▶ [Task to carry out] Please repeat every row below verbatim, from the first through the last.

☆ ☆ ☆ ☆

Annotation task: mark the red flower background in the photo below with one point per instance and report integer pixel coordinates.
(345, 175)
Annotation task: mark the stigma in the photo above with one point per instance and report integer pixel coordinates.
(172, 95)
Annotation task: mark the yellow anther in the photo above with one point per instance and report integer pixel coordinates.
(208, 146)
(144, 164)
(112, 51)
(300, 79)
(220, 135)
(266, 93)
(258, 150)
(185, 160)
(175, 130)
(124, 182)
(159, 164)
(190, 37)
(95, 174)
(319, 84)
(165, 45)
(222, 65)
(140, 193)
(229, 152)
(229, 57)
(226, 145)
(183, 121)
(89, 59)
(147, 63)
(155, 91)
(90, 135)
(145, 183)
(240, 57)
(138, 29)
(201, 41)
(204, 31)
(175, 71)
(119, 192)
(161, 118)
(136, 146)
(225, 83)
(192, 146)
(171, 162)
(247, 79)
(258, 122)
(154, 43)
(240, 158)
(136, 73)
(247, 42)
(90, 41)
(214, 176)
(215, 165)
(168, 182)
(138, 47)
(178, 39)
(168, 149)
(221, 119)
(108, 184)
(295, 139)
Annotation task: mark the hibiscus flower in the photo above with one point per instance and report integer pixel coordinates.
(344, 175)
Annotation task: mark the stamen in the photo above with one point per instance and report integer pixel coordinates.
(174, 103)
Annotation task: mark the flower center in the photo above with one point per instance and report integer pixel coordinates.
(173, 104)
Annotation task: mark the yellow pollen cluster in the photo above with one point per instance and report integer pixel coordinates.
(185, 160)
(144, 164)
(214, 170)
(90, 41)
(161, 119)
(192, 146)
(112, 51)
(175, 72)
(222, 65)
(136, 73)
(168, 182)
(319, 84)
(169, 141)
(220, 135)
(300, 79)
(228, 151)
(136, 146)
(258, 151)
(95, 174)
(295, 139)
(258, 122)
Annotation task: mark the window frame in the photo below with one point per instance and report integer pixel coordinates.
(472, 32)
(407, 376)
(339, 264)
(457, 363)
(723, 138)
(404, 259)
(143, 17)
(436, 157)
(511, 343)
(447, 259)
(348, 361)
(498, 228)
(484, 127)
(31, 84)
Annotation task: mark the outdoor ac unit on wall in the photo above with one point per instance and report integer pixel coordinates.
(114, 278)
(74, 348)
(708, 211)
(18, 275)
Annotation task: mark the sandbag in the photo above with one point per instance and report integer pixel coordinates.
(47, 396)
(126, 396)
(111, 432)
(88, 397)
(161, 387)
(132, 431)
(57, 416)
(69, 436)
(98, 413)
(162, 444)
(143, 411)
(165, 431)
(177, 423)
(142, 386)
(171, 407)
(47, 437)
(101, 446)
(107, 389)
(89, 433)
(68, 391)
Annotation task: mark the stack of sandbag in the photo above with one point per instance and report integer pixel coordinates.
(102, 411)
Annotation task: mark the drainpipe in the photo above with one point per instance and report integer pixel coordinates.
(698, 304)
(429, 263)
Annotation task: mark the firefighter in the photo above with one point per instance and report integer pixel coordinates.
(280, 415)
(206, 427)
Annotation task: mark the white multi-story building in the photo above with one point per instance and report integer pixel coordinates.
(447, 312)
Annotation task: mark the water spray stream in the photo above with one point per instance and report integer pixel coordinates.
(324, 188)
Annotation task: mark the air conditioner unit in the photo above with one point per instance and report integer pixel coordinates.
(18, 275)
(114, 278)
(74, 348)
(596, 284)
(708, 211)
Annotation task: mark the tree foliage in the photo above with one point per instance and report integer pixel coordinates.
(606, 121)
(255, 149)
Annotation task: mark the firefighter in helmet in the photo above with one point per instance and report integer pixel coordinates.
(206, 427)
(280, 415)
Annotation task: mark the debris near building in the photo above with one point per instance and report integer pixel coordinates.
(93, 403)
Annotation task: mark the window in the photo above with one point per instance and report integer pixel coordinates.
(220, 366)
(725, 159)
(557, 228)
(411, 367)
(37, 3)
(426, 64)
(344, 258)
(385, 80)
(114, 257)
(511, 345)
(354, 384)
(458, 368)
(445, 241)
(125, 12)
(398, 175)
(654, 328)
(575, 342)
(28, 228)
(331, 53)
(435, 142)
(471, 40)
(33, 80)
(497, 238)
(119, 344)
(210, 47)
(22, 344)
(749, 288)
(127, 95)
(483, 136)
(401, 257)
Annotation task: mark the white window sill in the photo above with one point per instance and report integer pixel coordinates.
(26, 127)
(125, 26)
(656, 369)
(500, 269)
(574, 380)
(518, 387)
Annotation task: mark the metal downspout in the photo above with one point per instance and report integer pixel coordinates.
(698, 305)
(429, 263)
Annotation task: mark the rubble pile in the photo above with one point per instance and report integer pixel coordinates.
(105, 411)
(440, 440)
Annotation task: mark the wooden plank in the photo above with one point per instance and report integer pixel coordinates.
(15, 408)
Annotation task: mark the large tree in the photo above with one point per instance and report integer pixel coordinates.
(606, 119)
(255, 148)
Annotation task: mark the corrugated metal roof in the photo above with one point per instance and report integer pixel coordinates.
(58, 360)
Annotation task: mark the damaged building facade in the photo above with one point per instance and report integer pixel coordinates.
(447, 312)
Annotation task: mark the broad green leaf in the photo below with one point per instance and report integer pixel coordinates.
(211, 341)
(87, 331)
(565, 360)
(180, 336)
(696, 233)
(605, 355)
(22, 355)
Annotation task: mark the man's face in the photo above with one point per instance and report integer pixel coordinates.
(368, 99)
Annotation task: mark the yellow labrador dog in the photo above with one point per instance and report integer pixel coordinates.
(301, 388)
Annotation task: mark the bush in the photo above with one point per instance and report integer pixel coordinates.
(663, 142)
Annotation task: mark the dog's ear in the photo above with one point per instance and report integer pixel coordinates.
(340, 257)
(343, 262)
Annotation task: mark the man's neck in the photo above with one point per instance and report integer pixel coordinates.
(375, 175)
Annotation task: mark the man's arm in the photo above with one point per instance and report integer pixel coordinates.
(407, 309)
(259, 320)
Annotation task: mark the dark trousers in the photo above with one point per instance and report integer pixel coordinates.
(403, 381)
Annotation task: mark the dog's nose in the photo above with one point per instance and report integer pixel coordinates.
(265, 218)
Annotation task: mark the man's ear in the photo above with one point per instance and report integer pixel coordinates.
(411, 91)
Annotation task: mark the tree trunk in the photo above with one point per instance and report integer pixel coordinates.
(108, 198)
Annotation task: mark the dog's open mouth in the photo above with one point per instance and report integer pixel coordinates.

☆ ☆ ☆ ☆

▶ [Full output]
Annotation task: mark the red flower background in the photo below with one point per instance and report integer pixel coordinates.
(345, 175)
Annotation task: mark the stigma in the photo above with one point per instance and report integer pixel coordinates.
(172, 95)
Annotation task: mark the yellow anther in the photo above with one point per instance and report integer pixel coordinates.
(208, 146)
(144, 164)
(112, 51)
(300, 79)
(220, 135)
(266, 93)
(258, 150)
(185, 160)
(175, 130)
(124, 182)
(159, 164)
(190, 37)
(95, 174)
(319, 84)
(165, 45)
(222, 65)
(140, 193)
(229, 152)
(229, 57)
(226, 145)
(183, 121)
(89, 59)
(147, 63)
(155, 91)
(90, 135)
(145, 183)
(240, 57)
(138, 29)
(201, 41)
(204, 31)
(175, 71)
(119, 192)
(161, 118)
(136, 146)
(225, 83)
(192, 146)
(171, 162)
(247, 79)
(258, 122)
(154, 43)
(240, 158)
(136, 73)
(247, 42)
(90, 41)
(214, 176)
(215, 165)
(168, 182)
(138, 47)
(178, 39)
(168, 149)
(221, 119)
(108, 184)
(295, 139)
Annotation task: mark the hibiscus flower in the photo above with one point per instance and report integer pixel coordinates.
(344, 175)
Annotation task: mark the stamen in the photo above with one point per instance and report integer pixel coordinates.
(174, 103)
Annotation task: mark the flower center in the photo above with one point per instance and report integer pixel coordinates.
(173, 104)
Annotation task: mark the yellow pollen cluster in the photo above with one point per instance and report integer pixel coordinates.
(185, 160)
(144, 164)
(214, 170)
(90, 41)
(161, 119)
(192, 146)
(112, 51)
(175, 72)
(222, 65)
(136, 73)
(168, 182)
(319, 84)
(169, 141)
(220, 135)
(300, 79)
(228, 151)
(136, 146)
(258, 151)
(95, 174)
(295, 139)
(258, 122)
Annotation task: mark the window frame in the photo below with one point per instance and report integer pixel coordinates.
(472, 32)
(407, 376)
(339, 264)
(457, 363)
(723, 138)
(404, 259)
(143, 17)
(436, 157)
(511, 343)
(447, 259)
(348, 361)
(498, 228)
(484, 127)
(31, 84)
Annotation task: mark the outdoor ac unit on wall in the photo above with one point per instance and report integer pixel coordinates.
(114, 278)
(74, 348)
(708, 211)
(18, 275)
Annotation task: mark the sandbag in the photo above with one point per instance and report integer pixel coordinates.
(47, 396)
(126, 396)
(111, 432)
(88, 397)
(161, 387)
(132, 431)
(57, 416)
(69, 436)
(98, 413)
(162, 444)
(143, 411)
(165, 431)
(177, 423)
(142, 386)
(171, 407)
(47, 437)
(101, 446)
(107, 389)
(89, 433)
(68, 391)
Annotation task: mark the stack of sandbag in the photo above with one point per instance and report integer pixel coordinates.
(102, 411)
Annotation task: mark the drainpipe in the photo above with one point per instance and report integer pixel coordinates.
(698, 304)
(429, 263)
Annotation task: mark the firefighter in the photo above with one point per instance and report integer pixel coordinates.
(280, 415)
(206, 427)
Annotation task: mark the white multi-story building in the photo above with one point per instance and report integer pixel coordinates.
(447, 312)
Annotation task: mark the water spray stream in the photo above with one point per instance and report integer pixel coordinates.
(324, 188)
Annotation task: mark the air conditioner unit in the photo above with one point per instance and report integer pixel coordinates.
(18, 275)
(114, 278)
(74, 348)
(596, 284)
(708, 211)
Annotation task: mark the tree foliage in the photo above with one point per instance and report integer pixel coordinates.
(606, 121)
(255, 149)
Annotation task: mark the firefighter in helmet in the photo above with one point per instance and report integer pixel coordinates.
(206, 427)
(280, 415)
Annotation task: mark the debris near building in the photo above with one point per instance and report integer pixel coordinates.
(93, 403)
Annotation task: mark the window in the photo above with one point per instance and report integer pixel coordinates.
(220, 366)
(725, 159)
(557, 228)
(411, 367)
(37, 3)
(426, 64)
(344, 258)
(385, 80)
(114, 257)
(511, 345)
(354, 384)
(458, 368)
(445, 241)
(125, 12)
(398, 175)
(654, 328)
(575, 342)
(28, 228)
(331, 53)
(435, 142)
(471, 40)
(33, 80)
(497, 238)
(119, 344)
(210, 47)
(22, 344)
(749, 288)
(127, 95)
(483, 136)
(401, 257)
Annotation task: mark the white window sill in the photo above with one point per instance and report integer pixel coordinates.
(26, 127)
(125, 26)
(656, 369)
(500, 269)
(574, 380)
(518, 387)
Annotation task: mark the metal downspout in the photo above with one point per instance and report integer pixel coordinates.
(698, 305)
(429, 263)
Annotation task: mark the rubble pile in the photo above with one point per instance and report integer pixel coordinates.
(105, 411)
(440, 440)
Annotation task: mark the wooden plank in the photo above with one point per instance and report integer pixel coordinates.
(15, 408)
Annotation task: mark the large tree in the photo above with one point per instance and report integer pixel coordinates.
(606, 119)
(255, 148)
Annotation task: mark the corrugated metal roof in the photo above with one point per instance and report integer pixel coordinates.
(58, 360)
Annotation task: mark the damaged building facade in the photo above with one point per instance and report integer pixel coordinates.
(447, 312)
Annotation task: mark the broad green leaf in the photo below with one point per instance and report integer pixel coordinates.
(211, 341)
(87, 331)
(565, 360)
(180, 336)
(696, 233)
(605, 355)
(22, 355)
Annotation task: mark the man's face in the photo above with one point per instance and report integer pixel coordinates.
(368, 99)
Annotation task: mark the yellow labrador dog in the photo above with one point per instance and report integer pixel coordinates.
(301, 388)
Annotation task: mark the bush in the photo above with one point per instance and report integer pixel coordinates.
(663, 142)
Annotation task: mark the dog's ear in the photo above with one point per instance and report integer pixel coordinates.
(340, 257)
(343, 262)
Annotation task: mark the man's neck in the photo above with one point per instance and report integer pixel coordinates.
(375, 175)
Annotation task: mark the man's arm in the photo above with one point per instance and report integer pixel coordinates.
(407, 309)
(259, 320)
Annotation task: mark the dark trousers in the photo above with one point per instance and report integer pixel coordinates.
(403, 381)
Annotation task: mark the dog's nose in the photo above with one point per instance and report integer pixel coordinates.
(265, 218)
Annotation task: mark the man's ear in the photo above with one point per instance and report integer pixel coordinates.
(411, 91)
Annotation task: mark the tree trunk in the photo above with one point per instance and report integer pixel coordinates.
(108, 198)
Annotation task: mark the dog's open mouth in the photo above with one point per instance and report integer pixel coordinates.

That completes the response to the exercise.